____ Information provided
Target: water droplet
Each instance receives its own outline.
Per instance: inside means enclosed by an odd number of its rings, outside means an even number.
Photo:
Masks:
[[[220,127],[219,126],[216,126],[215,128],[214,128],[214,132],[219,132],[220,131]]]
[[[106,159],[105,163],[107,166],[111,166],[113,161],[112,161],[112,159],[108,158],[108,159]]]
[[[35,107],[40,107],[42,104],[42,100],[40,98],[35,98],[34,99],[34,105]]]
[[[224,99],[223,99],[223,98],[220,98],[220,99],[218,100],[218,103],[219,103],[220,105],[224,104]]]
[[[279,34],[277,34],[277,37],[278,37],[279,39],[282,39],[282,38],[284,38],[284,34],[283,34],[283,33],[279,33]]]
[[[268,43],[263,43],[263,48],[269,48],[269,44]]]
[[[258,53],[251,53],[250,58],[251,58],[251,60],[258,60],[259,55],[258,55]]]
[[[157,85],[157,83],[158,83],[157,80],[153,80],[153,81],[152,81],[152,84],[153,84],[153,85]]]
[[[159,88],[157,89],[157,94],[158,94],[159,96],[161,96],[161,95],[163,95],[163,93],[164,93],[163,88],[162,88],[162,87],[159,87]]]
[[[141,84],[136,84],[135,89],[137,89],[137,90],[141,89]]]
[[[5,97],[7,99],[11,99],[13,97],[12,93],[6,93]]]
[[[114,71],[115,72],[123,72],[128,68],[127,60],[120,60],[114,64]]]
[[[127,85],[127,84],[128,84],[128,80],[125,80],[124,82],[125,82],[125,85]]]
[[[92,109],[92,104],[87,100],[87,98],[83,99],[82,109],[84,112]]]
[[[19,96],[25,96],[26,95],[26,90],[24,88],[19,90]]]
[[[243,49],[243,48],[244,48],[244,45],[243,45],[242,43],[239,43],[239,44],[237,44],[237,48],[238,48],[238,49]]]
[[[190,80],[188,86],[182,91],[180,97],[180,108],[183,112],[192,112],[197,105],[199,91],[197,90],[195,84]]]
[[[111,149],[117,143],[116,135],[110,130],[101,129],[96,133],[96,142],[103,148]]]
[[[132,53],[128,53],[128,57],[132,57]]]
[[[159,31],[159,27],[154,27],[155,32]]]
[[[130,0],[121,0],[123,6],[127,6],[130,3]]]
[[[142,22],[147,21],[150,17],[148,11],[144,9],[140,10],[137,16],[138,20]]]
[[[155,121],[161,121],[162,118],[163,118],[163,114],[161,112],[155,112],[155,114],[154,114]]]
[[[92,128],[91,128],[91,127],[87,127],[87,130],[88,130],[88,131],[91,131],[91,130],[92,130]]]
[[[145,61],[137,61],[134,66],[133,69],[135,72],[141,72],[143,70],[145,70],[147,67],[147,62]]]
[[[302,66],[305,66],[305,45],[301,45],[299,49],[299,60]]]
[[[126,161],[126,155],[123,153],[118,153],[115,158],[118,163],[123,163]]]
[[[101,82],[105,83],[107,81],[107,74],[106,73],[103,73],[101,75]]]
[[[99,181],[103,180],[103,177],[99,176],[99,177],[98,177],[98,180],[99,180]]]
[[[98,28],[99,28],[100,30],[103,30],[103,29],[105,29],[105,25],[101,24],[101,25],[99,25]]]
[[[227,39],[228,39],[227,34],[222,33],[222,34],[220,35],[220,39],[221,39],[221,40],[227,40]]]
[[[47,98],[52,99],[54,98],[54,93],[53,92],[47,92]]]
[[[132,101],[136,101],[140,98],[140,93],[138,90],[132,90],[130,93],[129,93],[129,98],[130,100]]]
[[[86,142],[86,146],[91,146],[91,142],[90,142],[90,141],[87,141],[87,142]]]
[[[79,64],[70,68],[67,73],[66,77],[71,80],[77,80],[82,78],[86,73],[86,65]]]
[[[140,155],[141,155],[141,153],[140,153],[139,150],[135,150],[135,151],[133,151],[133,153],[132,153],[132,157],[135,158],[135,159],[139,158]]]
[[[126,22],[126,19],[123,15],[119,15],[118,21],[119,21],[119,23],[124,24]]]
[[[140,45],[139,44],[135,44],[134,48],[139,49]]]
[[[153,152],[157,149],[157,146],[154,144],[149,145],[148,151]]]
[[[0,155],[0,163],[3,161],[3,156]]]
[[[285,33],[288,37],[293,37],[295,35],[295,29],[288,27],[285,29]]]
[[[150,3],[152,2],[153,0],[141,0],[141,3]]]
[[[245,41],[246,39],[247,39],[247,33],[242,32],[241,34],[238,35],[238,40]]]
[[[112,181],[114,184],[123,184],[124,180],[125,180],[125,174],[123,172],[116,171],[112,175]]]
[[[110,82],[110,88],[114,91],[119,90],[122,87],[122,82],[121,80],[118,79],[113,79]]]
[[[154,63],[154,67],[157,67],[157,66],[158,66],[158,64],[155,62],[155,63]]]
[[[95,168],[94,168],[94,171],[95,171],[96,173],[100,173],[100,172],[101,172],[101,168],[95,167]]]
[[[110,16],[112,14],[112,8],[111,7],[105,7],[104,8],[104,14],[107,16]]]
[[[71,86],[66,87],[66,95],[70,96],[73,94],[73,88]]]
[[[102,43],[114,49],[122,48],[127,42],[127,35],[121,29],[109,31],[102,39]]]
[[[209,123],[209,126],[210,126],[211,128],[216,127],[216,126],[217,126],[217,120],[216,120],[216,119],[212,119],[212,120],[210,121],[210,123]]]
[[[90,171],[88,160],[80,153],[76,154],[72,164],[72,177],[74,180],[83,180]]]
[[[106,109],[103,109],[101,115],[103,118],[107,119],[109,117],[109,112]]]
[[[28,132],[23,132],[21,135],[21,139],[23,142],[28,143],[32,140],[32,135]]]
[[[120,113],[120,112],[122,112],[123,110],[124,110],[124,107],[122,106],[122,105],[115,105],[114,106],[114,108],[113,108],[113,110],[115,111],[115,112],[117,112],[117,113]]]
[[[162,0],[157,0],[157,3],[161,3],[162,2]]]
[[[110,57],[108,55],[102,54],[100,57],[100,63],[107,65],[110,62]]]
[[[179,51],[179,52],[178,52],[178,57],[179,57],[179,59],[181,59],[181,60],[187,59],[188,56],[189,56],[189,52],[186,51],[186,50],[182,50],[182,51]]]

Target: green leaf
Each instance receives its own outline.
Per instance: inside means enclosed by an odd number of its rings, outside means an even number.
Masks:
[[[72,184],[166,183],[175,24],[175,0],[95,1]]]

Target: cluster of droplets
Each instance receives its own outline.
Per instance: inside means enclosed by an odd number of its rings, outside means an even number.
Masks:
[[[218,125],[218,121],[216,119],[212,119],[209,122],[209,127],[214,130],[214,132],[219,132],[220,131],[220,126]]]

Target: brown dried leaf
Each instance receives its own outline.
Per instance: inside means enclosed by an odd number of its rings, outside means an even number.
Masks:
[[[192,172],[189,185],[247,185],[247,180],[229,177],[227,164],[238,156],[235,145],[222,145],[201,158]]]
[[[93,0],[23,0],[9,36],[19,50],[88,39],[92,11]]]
________
### Exercise prompt
Please reproduce the material in its entirety, exactly as it stands.

### Answer space
Target: water droplet
Each instance receives its own outline.
Per instance: inside means enclosed by an odd number of its rings, outside means an even number.
Photo:
Masks:
[[[220,127],[219,126],[216,126],[215,128],[214,128],[214,132],[219,132],[220,131]]]
[[[106,159],[105,163],[107,166],[111,166],[113,161],[112,161],[112,159],[108,158],[108,159]]]
[[[35,107],[40,107],[42,104],[42,100],[40,98],[35,98],[34,99],[34,105]]]
[[[224,99],[223,99],[223,98],[220,98],[220,99],[218,100],[218,103],[219,103],[220,105],[224,104]]]
[[[279,34],[277,34],[277,37],[278,37],[279,39],[282,39],[282,38],[284,38],[284,34],[283,34],[283,33],[279,33]]]
[[[268,43],[263,43],[263,48],[269,48],[269,44]]]
[[[258,53],[251,53],[250,58],[251,58],[251,60],[258,60],[259,55],[258,55]]]
[[[157,85],[157,83],[158,83],[157,80],[153,80],[153,81],[152,81],[152,84],[153,84],[153,85]]]
[[[159,88],[157,89],[157,94],[158,94],[159,96],[161,96],[161,95],[163,95],[163,93],[164,93],[163,88],[162,88],[162,87],[159,87]]]
[[[141,84],[136,84],[135,89],[137,89],[137,90],[141,89]]]
[[[5,97],[7,99],[11,99],[13,97],[12,93],[6,93]]]
[[[114,71],[115,72],[123,72],[128,68],[127,60],[120,60],[114,64]]]
[[[127,85],[127,84],[128,84],[128,80],[125,80],[124,82],[125,82],[125,85]]]
[[[92,109],[92,104],[87,100],[87,98],[83,99],[82,109],[84,112]]]
[[[19,96],[25,96],[26,95],[26,90],[24,88],[19,90]]]
[[[243,49],[243,48],[244,48],[244,45],[243,45],[242,43],[239,43],[239,44],[237,44],[237,48],[238,48],[238,49]]]
[[[190,80],[188,86],[182,91],[180,97],[180,108],[183,112],[192,112],[197,105],[199,91],[197,90],[195,84]]]
[[[111,149],[117,143],[116,135],[110,130],[101,129],[96,133],[96,142],[103,148]]]
[[[132,53],[128,53],[128,57],[132,57]]]
[[[159,31],[159,27],[154,27],[155,32]]]
[[[130,0],[121,0],[123,6],[127,6],[130,3]]]
[[[142,22],[147,21],[150,17],[148,11],[144,9],[140,10],[137,16],[138,20]]]
[[[155,121],[161,121],[162,118],[163,118],[163,114],[161,112],[155,112],[155,114],[154,114]]]
[[[92,128],[91,128],[91,127],[87,127],[87,130],[88,130],[88,131],[91,131],[91,130],[92,130]]]
[[[145,61],[137,61],[134,66],[133,69],[135,72],[141,72],[143,70],[145,70],[147,67],[147,62]]]
[[[302,66],[305,66],[305,45],[301,45],[299,49],[299,60]]]
[[[126,161],[126,155],[123,153],[118,153],[115,158],[118,163],[123,163]]]
[[[101,82],[105,83],[107,81],[107,74],[106,73],[103,73],[101,75]]]
[[[99,181],[103,180],[103,177],[99,176],[99,177],[98,177],[98,180],[99,180]]]
[[[98,28],[99,28],[100,30],[103,30],[103,29],[105,29],[105,25],[101,24],[101,25],[99,25]]]
[[[227,39],[228,39],[227,34],[222,33],[222,34],[220,35],[220,39],[221,39],[221,40],[227,40]]]
[[[47,98],[52,99],[54,98],[54,93],[53,92],[47,92]]]
[[[132,101],[136,101],[140,98],[140,93],[138,90],[132,90],[130,93],[129,93],[129,98],[130,100]]]
[[[86,142],[86,146],[91,146],[91,142],[90,142],[90,141],[87,141],[87,142]]]
[[[79,64],[70,68],[67,73],[66,77],[71,80],[77,80],[82,78],[86,73],[86,65]]]
[[[140,155],[141,155],[141,153],[140,153],[139,150],[135,150],[135,151],[133,151],[133,153],[132,153],[132,157],[135,158],[135,159],[139,158]]]
[[[126,22],[126,19],[123,15],[119,15],[118,21],[119,21],[119,23],[124,24]]]
[[[140,45],[139,44],[135,44],[134,48],[139,49]]]
[[[153,152],[157,149],[157,146],[154,144],[149,145],[148,151]]]
[[[0,155],[0,163],[3,161],[3,156]]]
[[[285,33],[288,37],[293,37],[295,35],[295,29],[288,27],[285,29]]]
[[[150,3],[152,2],[153,0],[141,0],[141,3]]]
[[[245,41],[246,39],[247,39],[247,33],[242,32],[241,34],[238,35],[238,40]]]
[[[112,181],[114,184],[123,184],[124,180],[125,180],[125,174],[123,172],[116,171],[112,175]]]
[[[110,82],[110,88],[114,91],[119,90],[122,87],[122,82],[121,80],[118,79],[113,79]]]
[[[154,63],[154,67],[157,67],[157,66],[158,66],[158,64],[155,62],[155,63]]]
[[[95,168],[94,168],[94,171],[95,171],[96,173],[100,173],[100,172],[101,172],[101,168],[95,167]]]
[[[110,16],[112,14],[112,8],[111,7],[105,7],[104,8],[104,14],[107,16]]]
[[[71,86],[66,87],[66,95],[70,96],[73,94],[73,88]]]
[[[102,43],[114,49],[122,48],[127,42],[127,35],[121,29],[109,31],[102,39]]]
[[[209,123],[209,126],[210,126],[211,128],[216,127],[216,126],[217,126],[217,120],[216,120],[216,119],[212,119],[212,120],[210,121],[210,123]]]
[[[90,171],[88,160],[80,153],[76,154],[72,164],[72,177],[74,180],[83,180]]]
[[[106,109],[103,109],[101,115],[103,118],[107,119],[109,117],[109,112]]]
[[[28,132],[23,132],[21,135],[21,139],[23,142],[28,143],[32,140],[32,135]]]
[[[120,113],[120,112],[122,112],[123,110],[124,110],[124,107],[122,106],[122,105],[115,105],[114,106],[114,108],[113,108],[113,110],[115,111],[115,112],[117,112],[117,113]]]
[[[162,0],[157,0],[157,3],[161,3],[162,2]]]
[[[110,57],[108,55],[102,54],[100,57],[100,63],[107,65],[110,62]]]
[[[179,51],[179,52],[178,52],[178,57],[179,57],[179,59],[181,59],[181,60],[187,59],[188,56],[189,56],[189,52],[186,51],[186,50],[182,50],[182,51]]]

Target: green leaf
Each instance receives its own outline.
Per instance: inside means enclosed by an odd number of its rings, outside means an even number.
Masks:
[[[72,184],[166,183],[175,24],[175,0],[95,1]]]

Target: cluster of droplets
Each instance receives its own outline.
Per instance: inside means enclosed by an odd number of its rings, outside means an even number.
Masks:
[[[218,125],[218,121],[216,119],[212,119],[209,122],[209,127],[214,130],[214,132],[219,132],[220,131],[220,126]]]

Target: brown dried leaf
Each instance receives its own outline.
Per instance: inside means enclosed by an odd number of its rings, outside means an even number.
Masks:
[[[192,172],[189,185],[247,185],[247,180],[229,177],[227,164],[238,156],[235,145],[222,145],[201,158]]]
[[[93,0],[23,0],[9,36],[19,50],[88,39],[92,11]]]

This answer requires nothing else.